- **ACTIVITY**:
Copy each line of the records below that mentions the word "conifer".

- **MATERIAL FOR THIS TASK**:
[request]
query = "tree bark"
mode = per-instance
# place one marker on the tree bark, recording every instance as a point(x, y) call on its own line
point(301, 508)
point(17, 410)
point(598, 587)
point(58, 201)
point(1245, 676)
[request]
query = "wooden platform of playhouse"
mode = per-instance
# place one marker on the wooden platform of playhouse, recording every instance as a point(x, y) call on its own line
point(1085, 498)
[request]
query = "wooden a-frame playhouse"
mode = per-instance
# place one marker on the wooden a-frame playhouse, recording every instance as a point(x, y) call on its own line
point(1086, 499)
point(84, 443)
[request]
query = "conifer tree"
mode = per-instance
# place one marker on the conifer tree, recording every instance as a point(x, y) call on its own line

- **TASK ANSWER**:
query = "conifer tree"
# place one marker on the conifer tree, recording every instance as a point(x, y) call on its own line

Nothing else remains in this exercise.